RESILIENZA E RIPRESA

Lo riferisce Seles – sviluppo commerciale estero nella sua newsletter (https://www.seles.biz/news/boom-dellexport-nato-in-fiera-litalia-segue-il-modello-tedesco/?utm_source=mailpoet&utm_medium=email&utm_campaign=pillole-di-export-seles_1), la quale sottolinea come, malgrado il crollo delle attività e dei ricavi (tra il 70% e l’80% nel 2020 rispetto al 2019) causati dalle chiusure in pandemia, il sistema fieristico italiano abbia dimostrato capacità di resilienza e di ripresa, confermandosi il secondo player europeo alle spalle della Germania.

AMPI MARGINI DI MIGLIORAMENTO

Ad avviso di Enrico Pazzali, presidente di Fondazione Fiera Milano, «in questi due anni si è creato un patto molto forte tra fiere, imprese, governo e attori istituzionali come Ice e Simest, che ha dimostrato di funzionare. Nel 2021 l’Italia è stato il miglior paese dell’Unione Europea come crescita dell’export, di cui le fiere sono strumento strategico. Ora, di fronte alle nuove sfide che si presentano dobbiamo replicare questo patto per diventare più grandi, più internazionali, più competitivi rispetto al passato». Secondo il Rapporto, i margini di miglioramento sono ampi, esso, infatti, pone a confronto i quattro principali sistemi fieristici europei (di Germania, Italia, Francia e Spagna) con quello statunitense, considerando il periodo intercorrente tra il 2015 e il 2019. L’Italia si posiziona bene, tuttavia, lo scarto con i tedeschi permane elevato, poiché da sola la Germania copre il 50% della superficie complessiva di esposizione e del numero di espositori dei quattro paesi presi in esame. Inoltre, i gruppi fieristici tedeschi organizzano direttamente all’estero oltre trecento manifestazioni, a fronte delle settanta organizzate dai gruppi italiani.

Consegna: Nel testo sul sistema fieristico italiano, quali sono i sistemi fieristici europei che il Rapporto mette a confronto con quello statunitense? Elencali tutti, per favore.

Fonte dei dati:
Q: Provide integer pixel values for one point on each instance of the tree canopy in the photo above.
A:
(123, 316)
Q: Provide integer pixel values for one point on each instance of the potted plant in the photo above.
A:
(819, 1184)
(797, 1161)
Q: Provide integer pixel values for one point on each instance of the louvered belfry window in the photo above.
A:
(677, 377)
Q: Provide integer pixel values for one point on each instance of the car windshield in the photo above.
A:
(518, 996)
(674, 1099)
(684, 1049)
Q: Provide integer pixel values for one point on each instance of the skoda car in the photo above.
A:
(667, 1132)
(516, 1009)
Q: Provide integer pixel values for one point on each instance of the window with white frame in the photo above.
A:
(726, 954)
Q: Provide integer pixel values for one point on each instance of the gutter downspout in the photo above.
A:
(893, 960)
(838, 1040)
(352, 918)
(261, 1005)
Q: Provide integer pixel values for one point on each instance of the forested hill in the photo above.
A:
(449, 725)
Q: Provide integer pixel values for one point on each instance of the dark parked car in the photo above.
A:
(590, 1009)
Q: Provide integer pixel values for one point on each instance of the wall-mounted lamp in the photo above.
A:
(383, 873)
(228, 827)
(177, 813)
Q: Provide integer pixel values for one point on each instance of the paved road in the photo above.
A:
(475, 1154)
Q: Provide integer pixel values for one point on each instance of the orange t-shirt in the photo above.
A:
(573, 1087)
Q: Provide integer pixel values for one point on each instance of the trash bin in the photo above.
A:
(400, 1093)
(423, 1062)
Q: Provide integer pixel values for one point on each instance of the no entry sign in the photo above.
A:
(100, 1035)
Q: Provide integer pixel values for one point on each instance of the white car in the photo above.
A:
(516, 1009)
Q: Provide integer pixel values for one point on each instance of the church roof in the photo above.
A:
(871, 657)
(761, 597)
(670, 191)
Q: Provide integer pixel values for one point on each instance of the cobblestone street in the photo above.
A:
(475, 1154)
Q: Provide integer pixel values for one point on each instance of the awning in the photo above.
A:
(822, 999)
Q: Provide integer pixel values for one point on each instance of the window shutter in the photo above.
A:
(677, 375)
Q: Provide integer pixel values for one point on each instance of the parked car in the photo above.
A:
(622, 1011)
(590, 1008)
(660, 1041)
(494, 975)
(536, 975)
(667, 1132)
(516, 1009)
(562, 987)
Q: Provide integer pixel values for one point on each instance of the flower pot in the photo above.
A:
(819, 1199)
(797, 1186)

Risposta scritta: Germania, Italia, Francia e Spagna.